══ Task material
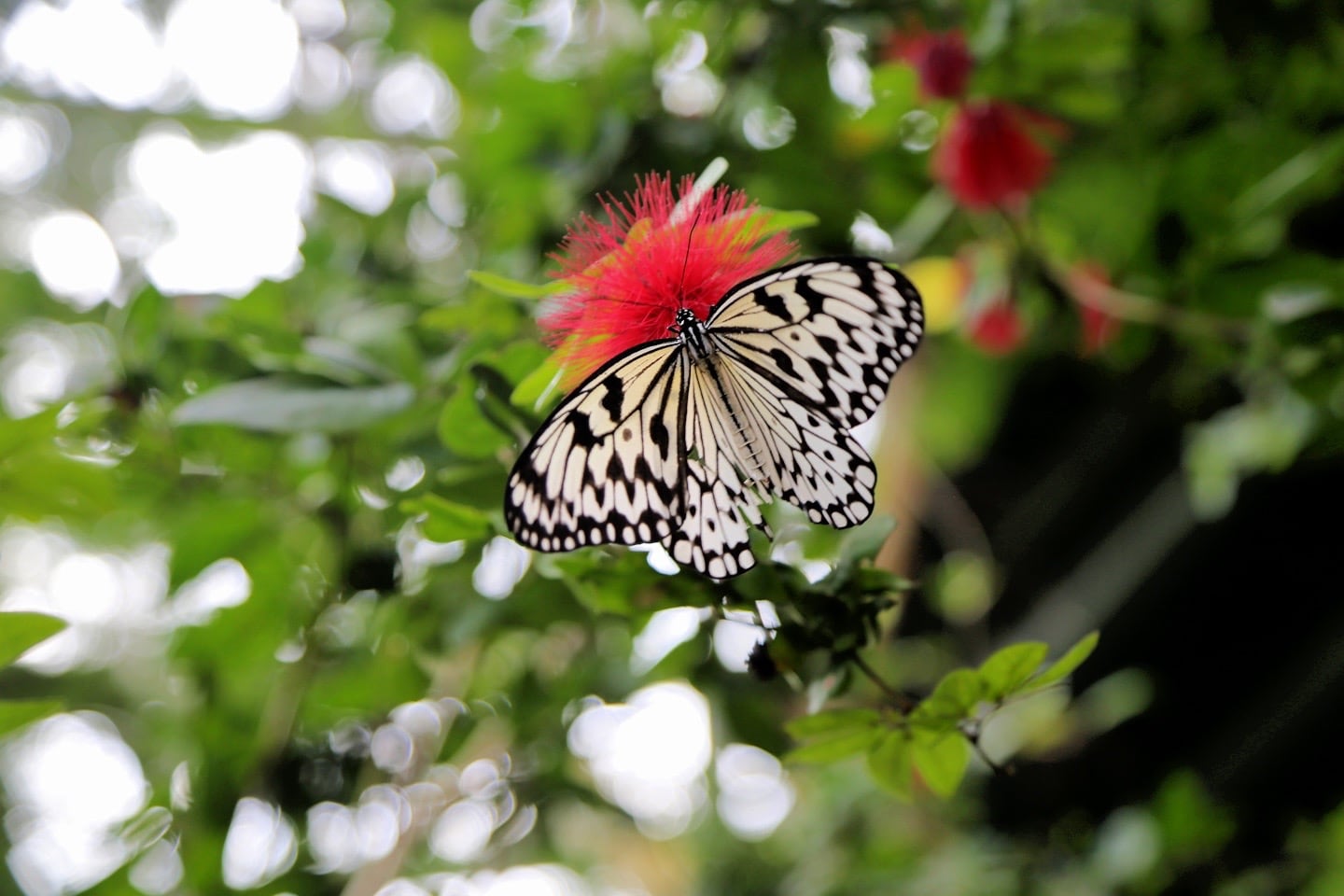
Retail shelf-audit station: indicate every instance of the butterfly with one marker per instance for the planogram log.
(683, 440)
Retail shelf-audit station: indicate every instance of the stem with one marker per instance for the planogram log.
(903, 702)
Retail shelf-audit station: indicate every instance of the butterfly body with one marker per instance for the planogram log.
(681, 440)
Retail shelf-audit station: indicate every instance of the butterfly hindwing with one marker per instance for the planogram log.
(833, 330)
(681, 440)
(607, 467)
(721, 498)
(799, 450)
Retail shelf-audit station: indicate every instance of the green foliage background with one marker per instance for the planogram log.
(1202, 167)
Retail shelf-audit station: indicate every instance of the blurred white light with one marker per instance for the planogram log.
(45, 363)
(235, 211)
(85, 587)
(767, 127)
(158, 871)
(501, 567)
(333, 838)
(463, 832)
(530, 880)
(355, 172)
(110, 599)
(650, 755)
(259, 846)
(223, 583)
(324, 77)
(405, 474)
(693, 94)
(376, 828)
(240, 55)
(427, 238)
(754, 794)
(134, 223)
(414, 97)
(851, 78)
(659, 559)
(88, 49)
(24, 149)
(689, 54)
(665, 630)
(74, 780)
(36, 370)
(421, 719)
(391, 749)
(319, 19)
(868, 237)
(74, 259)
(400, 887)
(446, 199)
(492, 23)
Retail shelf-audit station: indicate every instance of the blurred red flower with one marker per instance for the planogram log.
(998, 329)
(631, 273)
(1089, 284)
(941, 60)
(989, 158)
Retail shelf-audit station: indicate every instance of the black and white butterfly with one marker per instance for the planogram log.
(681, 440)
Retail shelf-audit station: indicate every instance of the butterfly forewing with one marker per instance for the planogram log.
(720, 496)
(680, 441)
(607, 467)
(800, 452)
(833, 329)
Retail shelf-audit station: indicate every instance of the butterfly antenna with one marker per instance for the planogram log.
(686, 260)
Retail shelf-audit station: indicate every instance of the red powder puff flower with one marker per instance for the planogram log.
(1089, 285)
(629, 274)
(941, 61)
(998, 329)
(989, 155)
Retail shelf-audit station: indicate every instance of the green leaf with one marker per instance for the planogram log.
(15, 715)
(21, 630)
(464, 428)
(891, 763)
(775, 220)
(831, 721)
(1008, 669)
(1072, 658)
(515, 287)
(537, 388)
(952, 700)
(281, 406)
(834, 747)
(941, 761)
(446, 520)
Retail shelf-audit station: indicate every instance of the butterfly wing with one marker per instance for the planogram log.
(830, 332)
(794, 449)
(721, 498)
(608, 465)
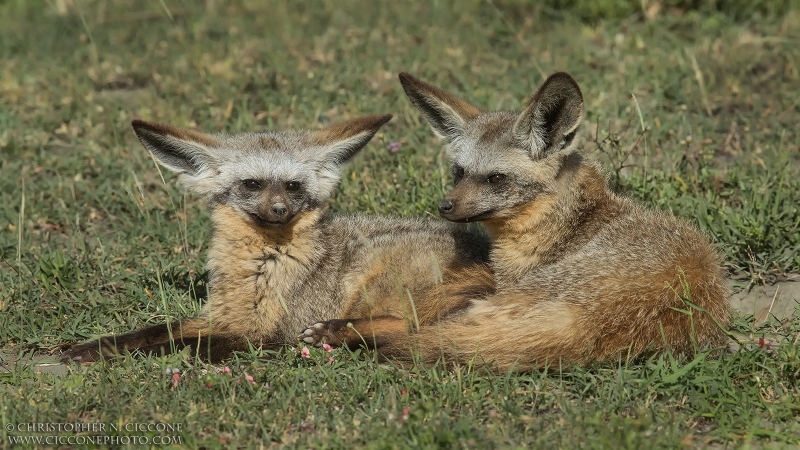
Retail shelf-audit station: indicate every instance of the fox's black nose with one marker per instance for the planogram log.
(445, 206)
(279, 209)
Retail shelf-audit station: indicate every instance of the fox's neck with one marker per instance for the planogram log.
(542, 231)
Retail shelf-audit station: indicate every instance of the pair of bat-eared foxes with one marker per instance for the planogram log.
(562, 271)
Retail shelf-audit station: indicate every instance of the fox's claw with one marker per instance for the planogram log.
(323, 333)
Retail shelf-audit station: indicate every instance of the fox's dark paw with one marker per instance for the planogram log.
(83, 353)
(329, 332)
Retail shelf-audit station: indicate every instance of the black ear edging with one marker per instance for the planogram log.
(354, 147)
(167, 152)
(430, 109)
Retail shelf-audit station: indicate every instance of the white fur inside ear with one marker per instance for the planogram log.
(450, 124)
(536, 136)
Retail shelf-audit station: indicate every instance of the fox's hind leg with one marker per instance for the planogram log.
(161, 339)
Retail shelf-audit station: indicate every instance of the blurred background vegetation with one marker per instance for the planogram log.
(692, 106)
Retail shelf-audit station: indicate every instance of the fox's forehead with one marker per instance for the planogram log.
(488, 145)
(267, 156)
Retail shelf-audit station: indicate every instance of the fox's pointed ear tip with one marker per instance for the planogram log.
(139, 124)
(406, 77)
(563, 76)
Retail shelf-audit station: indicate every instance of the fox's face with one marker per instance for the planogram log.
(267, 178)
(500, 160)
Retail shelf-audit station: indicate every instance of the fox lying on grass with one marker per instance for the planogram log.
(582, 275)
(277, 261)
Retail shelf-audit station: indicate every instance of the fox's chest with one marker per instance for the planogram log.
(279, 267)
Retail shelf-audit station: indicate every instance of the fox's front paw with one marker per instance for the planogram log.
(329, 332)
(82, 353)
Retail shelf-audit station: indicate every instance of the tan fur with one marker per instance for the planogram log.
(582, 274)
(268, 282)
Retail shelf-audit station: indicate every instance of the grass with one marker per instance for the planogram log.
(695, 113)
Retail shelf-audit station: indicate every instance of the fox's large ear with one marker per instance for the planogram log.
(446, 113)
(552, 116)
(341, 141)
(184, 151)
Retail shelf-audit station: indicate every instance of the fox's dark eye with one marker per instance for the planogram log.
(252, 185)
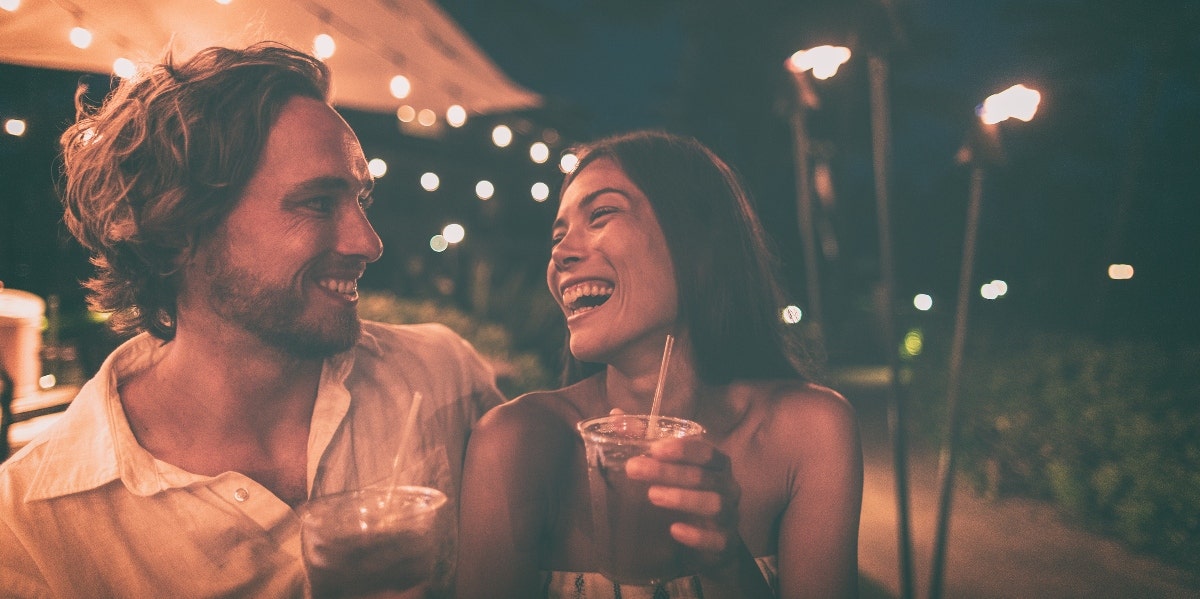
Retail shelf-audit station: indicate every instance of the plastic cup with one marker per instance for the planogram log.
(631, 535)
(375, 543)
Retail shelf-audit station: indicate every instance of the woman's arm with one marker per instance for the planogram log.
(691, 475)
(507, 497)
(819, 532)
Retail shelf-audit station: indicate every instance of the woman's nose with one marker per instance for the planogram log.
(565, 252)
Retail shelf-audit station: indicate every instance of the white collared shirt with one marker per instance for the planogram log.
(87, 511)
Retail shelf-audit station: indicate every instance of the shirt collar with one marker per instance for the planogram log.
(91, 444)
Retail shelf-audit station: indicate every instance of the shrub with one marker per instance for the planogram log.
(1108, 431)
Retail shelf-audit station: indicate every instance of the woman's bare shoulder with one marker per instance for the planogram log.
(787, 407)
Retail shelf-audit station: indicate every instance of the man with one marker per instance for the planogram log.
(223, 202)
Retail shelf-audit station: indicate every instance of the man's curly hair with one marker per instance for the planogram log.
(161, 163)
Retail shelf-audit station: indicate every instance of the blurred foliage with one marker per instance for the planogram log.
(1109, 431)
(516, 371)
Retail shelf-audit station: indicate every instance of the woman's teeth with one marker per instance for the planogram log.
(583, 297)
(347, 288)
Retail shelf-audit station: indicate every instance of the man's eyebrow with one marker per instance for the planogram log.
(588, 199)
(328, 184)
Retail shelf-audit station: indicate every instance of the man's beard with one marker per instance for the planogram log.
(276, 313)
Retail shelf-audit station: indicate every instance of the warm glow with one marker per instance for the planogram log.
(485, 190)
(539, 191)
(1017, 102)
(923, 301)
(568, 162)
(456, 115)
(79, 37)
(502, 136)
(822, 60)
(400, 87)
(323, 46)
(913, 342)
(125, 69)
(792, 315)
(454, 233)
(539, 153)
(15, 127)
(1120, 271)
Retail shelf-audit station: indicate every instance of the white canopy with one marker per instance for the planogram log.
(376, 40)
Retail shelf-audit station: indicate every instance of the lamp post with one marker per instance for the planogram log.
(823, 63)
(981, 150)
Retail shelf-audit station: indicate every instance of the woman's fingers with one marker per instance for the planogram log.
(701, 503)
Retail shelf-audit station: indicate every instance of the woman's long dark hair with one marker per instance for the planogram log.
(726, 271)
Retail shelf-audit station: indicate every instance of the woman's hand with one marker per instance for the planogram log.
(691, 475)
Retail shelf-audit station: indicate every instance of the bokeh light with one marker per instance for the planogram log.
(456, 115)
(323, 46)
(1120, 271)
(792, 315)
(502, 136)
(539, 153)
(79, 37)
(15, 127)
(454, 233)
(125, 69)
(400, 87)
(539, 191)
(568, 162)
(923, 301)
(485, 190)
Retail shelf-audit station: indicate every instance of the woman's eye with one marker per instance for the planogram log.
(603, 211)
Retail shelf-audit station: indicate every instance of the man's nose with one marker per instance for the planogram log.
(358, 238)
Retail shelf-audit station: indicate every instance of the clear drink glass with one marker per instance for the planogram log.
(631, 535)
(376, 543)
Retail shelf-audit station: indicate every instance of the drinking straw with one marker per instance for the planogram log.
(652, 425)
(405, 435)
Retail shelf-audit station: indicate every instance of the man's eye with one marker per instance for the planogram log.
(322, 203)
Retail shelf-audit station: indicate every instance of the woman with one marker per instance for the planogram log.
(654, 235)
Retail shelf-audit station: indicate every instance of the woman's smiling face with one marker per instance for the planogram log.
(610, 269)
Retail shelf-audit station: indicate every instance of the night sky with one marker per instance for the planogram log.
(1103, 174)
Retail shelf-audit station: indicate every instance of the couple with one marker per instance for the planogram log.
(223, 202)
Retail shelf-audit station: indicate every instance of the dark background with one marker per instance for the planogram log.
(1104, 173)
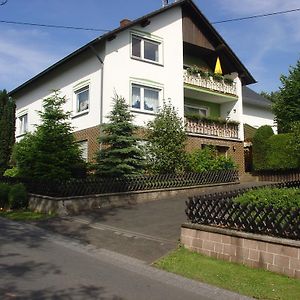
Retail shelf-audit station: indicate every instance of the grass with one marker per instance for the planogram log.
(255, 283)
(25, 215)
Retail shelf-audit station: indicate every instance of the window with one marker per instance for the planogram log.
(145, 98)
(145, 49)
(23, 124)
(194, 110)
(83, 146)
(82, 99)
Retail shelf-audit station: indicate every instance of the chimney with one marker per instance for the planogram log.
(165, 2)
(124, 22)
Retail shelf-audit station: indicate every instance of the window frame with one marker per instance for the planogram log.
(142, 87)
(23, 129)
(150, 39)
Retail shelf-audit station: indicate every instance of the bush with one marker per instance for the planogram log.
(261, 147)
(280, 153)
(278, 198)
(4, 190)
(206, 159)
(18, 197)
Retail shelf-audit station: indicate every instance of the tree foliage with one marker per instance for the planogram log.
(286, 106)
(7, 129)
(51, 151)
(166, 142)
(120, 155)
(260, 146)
════
* **What to do**
Please set down exactly the lines from the one holding "the woman with" through the last line of the entries, both ends included, and skip pictures.

* **Your response**
Retail shelf-audit station: indicate every instance of the woman with one marker per instance for the planogram log.
(654, 235)
Retail shelf-audit station: indicate every instance of the woman's smiling face with one marker per instance for the planogram log.
(610, 269)
Retail shelf-audit station: indicate every instance of the night sky with one marker per instance for the planogram log.
(1103, 174)
Retail shelf-audit station: indicate every instance of the couple with one marker per instance for the planogram log.
(223, 202)
Retail shelf-audit station: indicate every instance of the dark background with one marker per instance for the planogram log.
(1104, 173)
Retail shelf-audit station: indicate every instance of the grass with one marker per instance for the planogram log.
(255, 283)
(25, 215)
Retail shelf-audit station: indicate every instance of the window with one marker per instance for the planogram log.
(145, 98)
(145, 49)
(23, 124)
(194, 110)
(83, 146)
(82, 99)
Retail shelf-audit station: indicate every instance of the chimney with one marker per instance for the planogram log.
(165, 2)
(124, 22)
Retail shelf-audit station: indicate every instance of the window frame with one marker per instance for the planogram log.
(142, 87)
(23, 129)
(150, 39)
Retail shelf-audit station: indicate every instance of the bush with one marker per instance for the planogram log.
(261, 147)
(280, 153)
(278, 198)
(4, 190)
(206, 159)
(18, 197)
Retail shelf-audit station: indicate every instance of the tree foliage with one marker per instance for the planogram log.
(286, 106)
(7, 129)
(51, 151)
(166, 142)
(120, 155)
(260, 146)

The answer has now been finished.